For each of the statements below, say whether it agrees with the passage on friendship. Answer yes or no and quote the deciding words of the passage exactly.
1. Mahzad Hojjat is a social psychologist at the University of Massachusetts Dartmouth.
2. The families of the three Turkish friends moved from Izmir to Konya.
3. Some experts call passive friendships "strong ties."

## EXCERPTED PASSAGE
□ □ □ □
But beside challenging times, there are so many other ways to develop good friendships.
One area you can focus on to develop good friendships is making some of your passive friends turn into active partners. Some experts call passive friendships “weak ties” in which we usually engage in a low-level interaction. Our passive friends could range from old classmates from high school in our hometown to co-workers at work.
Due to both family and external work loads, we usually find ourselves constrained to spare time to connect with our old friends or have time with some of our co-workers, whom we instinctively feel could be good friends.
But making a brief call to an old classmate might generate an idea for a high school gathering at some point, and you can meet your old friends to go down the memory lane of all the happy times you had shared. Or for lunchtime, you can invite one of your co-workers, who has recently helped you with a minor issue.
Three Turkish friends, whose families migrated from Konya, a central Anatolian city, to Izmir, a Western Turkish metropolis, five decades ago, attend classes to learn to read and write in their 60s.
Experts believe these kinds of small-scale initiatives to connect with passive friends can make “weak ties” gain strength. Also, sometimes a little effort to talk to a gym attendee might be the beginning of a good friendship, turning a casual relationship into an enduring partnership.
Seeking different people from our interests and habits might benefit us, enriching and diversifying our life experience. “Your team of friends needs different players with different strengths,” says Mahzad Hojjat, a social psychologist at the University of Massachusetts Dartmouth and co-editor of the book, The Psychology of Friendship.
Different friends also help us moderate different settings in our lives, from neighbourhood issues to workplaces, making us react to complicated developments in much better ways. Different friends can also help us regulate our emotions in a better sense, contributing to our “well-being”, according to some studies.
We can also do different things from feeding friends to listening to music together to increase understanding among our friends.
Friends are equally important
Many experts point out that a meaningful life is not necessarily the combination of a settled family life and a hard-working attitude. Beyond family dynamics and work politics, we also need friends with whom we can share some intimate details about our internal life and job issues.
These confidential shares called self-disclosure might help us feel better and get some outside perspective into the conditions of our family and work lives. If you have no partners or refuse to share your problems with your friends, then you are alone and isolated from your friendly eco-chamber to resolve your issues.
Also, when you share your experiences with friends, you increase the level of trust with them, laying out the path for a close relationship. “One key pattern associated with the development of a close relationship among peers is sustained, escalating, reciprocal, personal self-disclosure,” says Arthur Aron, a scientist at State University of New York at Stony Brook.
Sometimes talking with a friend might lead an angry husband to think about the issues with his wife, persuading him to take therapy, instead of separating from the family. A frustrated student, who wants to drop school believing he/she could not make it, might be motivated by a close friend to fight back.
Or, after talking to a good friend, a hard-working man, who thinks his bosses are not appreciating his work well enough, might decide to slow down at work and focus on his family, both calming himself down and keeping his job at the same time.
In all these cases, good friends can help us balance our lives, experts say.
Why, one man even became a best-selling author by writing a book on friendship. Heard of Dale Carnegie and his How to Win Friends and Influence People?
□ □ □ □
## DATASET
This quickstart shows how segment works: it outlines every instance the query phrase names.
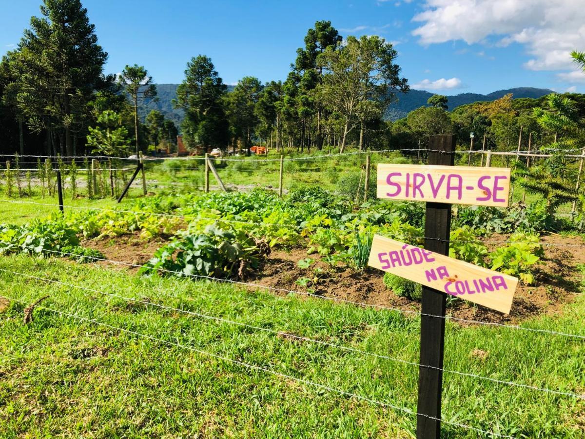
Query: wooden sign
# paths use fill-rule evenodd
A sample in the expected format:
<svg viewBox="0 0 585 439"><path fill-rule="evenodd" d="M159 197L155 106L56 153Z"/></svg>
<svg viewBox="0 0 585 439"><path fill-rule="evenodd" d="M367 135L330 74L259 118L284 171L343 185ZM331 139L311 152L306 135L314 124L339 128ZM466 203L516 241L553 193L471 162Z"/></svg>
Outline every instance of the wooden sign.
<svg viewBox="0 0 585 439"><path fill-rule="evenodd" d="M368 265L505 314L518 279L376 235Z"/></svg>
<svg viewBox="0 0 585 439"><path fill-rule="evenodd" d="M510 190L510 168L378 165L379 198L506 207Z"/></svg>

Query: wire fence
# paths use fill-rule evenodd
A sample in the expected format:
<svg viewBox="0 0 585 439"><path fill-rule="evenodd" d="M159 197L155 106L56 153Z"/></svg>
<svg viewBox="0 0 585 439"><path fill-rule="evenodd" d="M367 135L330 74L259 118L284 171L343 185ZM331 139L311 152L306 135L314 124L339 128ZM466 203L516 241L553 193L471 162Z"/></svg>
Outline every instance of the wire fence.
<svg viewBox="0 0 585 439"><path fill-rule="evenodd" d="M564 153L562 156L564 158L577 160L577 159L585 159L585 155L581 154L567 154L566 153L568 151L567 150L562 150ZM580 149L577 150L581 150ZM408 152L409 153L426 153L431 152L431 150L428 149L407 149L407 150L385 150L383 151L378 152L371 152L371 151L363 151L363 152L350 152L350 153L335 153L335 154L328 154L324 155L321 156L318 156L315 157L287 157L284 159L268 159L268 158L254 158L253 160L246 159L235 159L235 158L218 158L216 159L219 162L242 162L246 163L249 163L252 162L260 162L260 163L283 163L287 162L318 162L321 160L335 160L339 158L343 158L345 157L349 157L352 156L361 156L363 154L371 155L373 153L376 154L384 154L384 153L393 153L395 152ZM436 152L436 151L432 151L433 152ZM546 158L548 157L551 157L554 155L554 153L557 152L556 151L552 151L550 149L546 149L537 151L517 151L517 152L488 152L488 151L457 151L456 153L461 154L462 155L468 155L468 154L486 154L486 155L500 155L503 156L515 156L515 157L534 157L534 158ZM15 157L15 156L6 156L4 155L3 157ZM32 157L36 159L54 159L55 157L51 157L50 156L20 156L20 157ZM109 160L111 159L115 159L120 160L136 160L136 159L128 159L127 157L60 157L62 159L81 159L83 160ZM144 161L162 161L165 162L167 160L205 160L204 157L144 157L143 159ZM424 159L421 159L421 161L424 161ZM119 172L126 172L132 170L133 168L128 167L115 167L111 169L112 171L119 171ZM34 168L25 168L20 169L20 170L26 172L46 172L47 170L45 168L44 170L42 170L39 169ZM56 171L57 169L51 169L50 170ZM78 170L82 171L87 173L91 172L92 170L90 168L80 169ZM106 170L109 171L109 169ZM273 173L276 174L277 172L280 172L278 170L270 170L270 169L261 169L261 170L256 170L256 169L239 169L238 172L249 172L253 174L254 172L261 172L263 174L264 173ZM322 172L321 170L318 168L313 168L308 169L298 170L298 172L302 173L319 173ZM291 171L290 172L292 172ZM361 181L360 181L361 183ZM177 187L177 184L176 182L168 182L167 183L169 187L171 188L176 189ZM314 183L307 183L305 182L304 184L314 184L322 186L322 183L318 181ZM185 186L185 187L189 187ZM149 187L152 188L153 186L151 184ZM359 191L359 187L358 188ZM50 207L51 208L55 208L55 205L54 204L51 204L49 203L42 203L39 201L27 201L23 200L13 200L10 198L4 198L0 199L0 203L6 203L8 204L27 204L34 206L43 207ZM183 221L190 222L217 222L219 223L226 223L226 224L238 224L241 225L247 225L250 226L257 226L257 223L250 221L243 221L234 218L212 218L212 217L202 217L199 215L188 215L188 214L181 214L176 213L167 213L163 212L148 212L140 210L128 210L128 209L116 209L113 208L108 207L98 207L95 206L82 206L82 205L74 205L69 204L64 204L64 207L67 209L73 209L76 210L82 210L90 212L111 212L113 213L117 214L123 214L128 215L144 215L144 216L152 216L162 218L174 218L176 220L181 220ZM263 222L261 224L262 227L280 227L283 225L281 224L278 223L266 223ZM307 226L300 224L287 224L287 227L294 228L297 231L303 231L307 229ZM336 229L335 228L331 228L332 230L336 230L336 231L343 231L348 232L349 231L346 229ZM365 233L369 233L367 232ZM446 240L446 239L439 239L438 238L433 238L425 236L421 236L418 235L404 235L404 237L405 238L408 238L411 239L416 240L431 240L436 239L438 241L441 241L443 242L449 242L450 243L467 243L467 242L477 242L477 240L469 240L469 239L453 239L453 240ZM501 245L503 243L511 243L512 242L509 239L483 239L481 241L484 243L493 243L498 245ZM552 245L555 246L566 246L570 248L583 248L585 247L585 243L547 243L547 242L540 242L539 245L543 246ZM21 246L23 249L26 248L24 245ZM56 256L75 256L76 255L64 252L61 251L57 251L54 249L43 249L43 252L45 252L49 253L51 253ZM108 259L106 258L98 258L95 256L84 256L85 258L88 259L91 259L94 262L105 262L109 264L113 264L116 265L122 265L131 268L140 268L143 266L142 265L137 263L132 263L127 262L116 260L116 259ZM405 310L398 307L393 307L390 306L386 306L383 305L367 303L364 302L360 302L358 301L350 300L348 299L344 299L341 297L331 297L328 296L322 296L318 294L314 294L313 293L304 291L298 291L291 290L285 288L280 288L276 287L271 287L265 285L262 285L259 283L253 283L253 282L247 282L240 280L236 280L230 279L221 279L217 278L213 276L202 276L200 275L190 274L185 273L184 272L180 272L177 271L174 271L172 270L167 270L160 267L154 267L153 269L156 270L157 272L167 275L180 275L184 277L190 278L192 279L199 280L209 281L211 282L218 283L230 283L235 285L237 285L242 288L245 288L247 289L253 289L253 290L264 290L270 291L272 291L277 294L293 294L293 295L300 295L304 296L309 297L312 299L316 299L319 300L328 300L332 302L339 303L340 304L345 304L347 305L356 306L364 307L371 307L377 309L383 309L388 311L392 311L397 313L399 313L403 314L408 314L417 317L428 317L432 318L439 318L445 319L447 320L453 321L455 322L459 322L460 323L469 324L472 325L479 325L484 326L493 326L501 329L501 330L514 330L519 331L525 331L527 334L540 334L543 336L555 336L560 337L565 337L567 339L574 341L576 342L582 342L583 341L585 340L585 334L574 334L569 332L562 332L556 331L553 330L546 330L541 328L535 328L531 327L530 323L525 323L523 325L512 325L507 324L503 323L500 323L497 322L492 321L484 321L481 320L474 320L471 319L466 319L456 317L453 315L448 315L446 316L441 315L435 315L433 314L430 314L428 313L424 313L419 311L415 311L412 310ZM14 277L14 279L26 279L32 281L36 281L42 283L43 284L54 284L56 285L60 285L62 286L66 286L67 287L74 288L78 289L80 290L85 291L86 293L91 294L101 294L104 296L109 297L116 297L117 299L125 300L128 301L132 301L136 303L140 303L142 304L147 307L153 307L155 308L159 308L160 310L166 310L168 311L172 311L175 313L178 313L183 314L185 314L189 316L197 317L198 318L204 319L208 321L213 321L217 323L226 323L229 325L234 325L242 327L245 327L248 329L262 331L264 332L270 333L276 337L285 337L287 338L294 338L295 339L302 340L303 341L315 344L316 345L319 345L321 346L327 347L328 348L332 348L333 349L339 349L345 352L350 352L354 354L357 354L360 355L365 355L370 357L373 357L377 358L381 360L388 361L390 362L394 362L397 363L400 363L405 364L407 365L411 366L413 367L421 368L428 368L431 369L436 369L442 372L449 374L453 374L455 375L459 375L462 376L467 377L468 378L473 378L474 379L479 379L484 381L488 382L497 385L501 386L508 386L511 387L516 387L519 389L523 389L526 390L534 391L535 392L542 392L546 394L549 394L552 395L556 395L559 397L566 397L572 399L576 399L577 400L583 400L585 399L585 395L579 393L577 391L567 391L566 390L561 389L555 389L553 388L549 388L544 386L539 386L536 385L532 385L531 384L528 384L524 382L519 382L517 380L504 380L499 379L491 376L482 376L480 375L471 373L469 372L461 372L459 371L456 371L450 369L445 369L442 368L435 368L428 365L421 365L419 363L412 361L408 359L404 359L402 358L400 358L397 356L392 356L389 355L383 355L374 352L370 352L363 349L356 349L355 348L352 348L347 346L344 346L340 344L336 344L335 343L332 343L327 341L324 341L323 340L317 339L314 338L311 338L309 337L304 337L301 335L297 335L294 334L287 332L283 330L279 330L278 329L273 329L266 327L262 327L258 325L251 325L243 322L236 321L230 319L226 318L225 317L220 317L215 315L210 315L208 314L205 314L202 312L197 312L193 311L189 311L180 308L173 307L171 306L168 306L164 304L154 303L150 301L142 300L139 299L136 299L135 297L130 297L126 296L112 292L107 292L103 291L102 289L96 289L92 288L88 288L84 287L80 284L77 284L75 283L69 283L67 282L63 282L60 280L56 280L53 279L49 279L46 277L43 277L41 276L35 276L27 274L26 273L22 273L19 271L15 271L12 270L9 270L3 268L0 268L0 272L6 274L10 275ZM0 294L0 297L5 297L5 299L13 301L15 302L20 303L27 306L31 306L32 304L27 302L26 301L23 301L21 299L11 297L8 296L5 296L3 293ZM370 404L374 404L376 406L379 406L381 407L387 407L388 409L391 409L393 410L396 410L398 412L405 413L409 416L415 416L417 417L424 417L433 419L434 420L441 420L442 422L452 426L453 427L456 427L458 428L463 428L465 430L469 430L470 431L475 431L477 433L480 433L481 434L488 435L494 437L503 437L503 438L513 438L513 436L508 435L505 434L500 434L489 430L483 430L481 428L479 428L472 426L469 426L466 424L462 424L457 422L450 421L445 419L439 420L436 418L433 418L432 417L429 417L427 415L418 413L416 411L412 411L404 407L401 407L396 404L391 404L387 402L380 401L376 399L370 399L367 396L361 395L356 393L347 392L344 390L336 389L328 385L324 385L319 383L314 382L309 380L306 380L302 378L300 378L292 375L283 373L277 371L273 370L269 368L265 368L261 366L259 366L257 365L253 364L251 363L248 363L243 361L241 361L237 359L234 359L232 358L228 358L223 355L220 355L213 352L208 352L204 350L199 349L193 347L188 345L179 343L176 341L172 341L165 339L164 338L153 337L151 335L144 334L140 332L131 330L128 329L127 328L119 327L116 325L111 325L108 323L106 323L102 321L100 321L97 319L94 318L88 318L81 315L79 315L77 314L70 313L62 310L55 309L54 308L50 308L45 307L44 306L37 305L37 307L46 310L47 311L54 313L56 314L59 314L61 316L69 317L80 322L84 323L86 324L89 324L91 325L95 325L98 326L103 326L105 327L109 328L109 329L113 330L114 331L119 331L120 332L126 333L129 335L133 337L136 337L139 338L144 338L147 339L150 339L152 341L156 342L157 343L160 343L163 344L166 344L167 345L172 346L176 348L178 348L181 349L185 349L190 351L194 352L199 355L202 356L208 356L214 358L216 359L226 362L227 363L231 363L233 364L240 366L242 368L247 369L249 370L254 370L256 371L260 371L264 372L266 373L271 374L274 376L277 376L281 379L284 379L287 380L292 380L296 382L298 382L302 385L312 387L317 389L320 389L322 390L326 390L331 393L335 393L337 395L343 395L345 396L347 396L352 398L355 398L357 400L360 400L364 401Z"/></svg>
□ □ □ □
## OUTPUT
1. Yes: "says Mahzad Hojjat, a social psychologist at the University of Massachusetts Dartmouth"
2. No: "whose families migrated from Konya, a central Anatolian city, to Izmir"
3. No: "Some experts call passive friendships “weak ties”"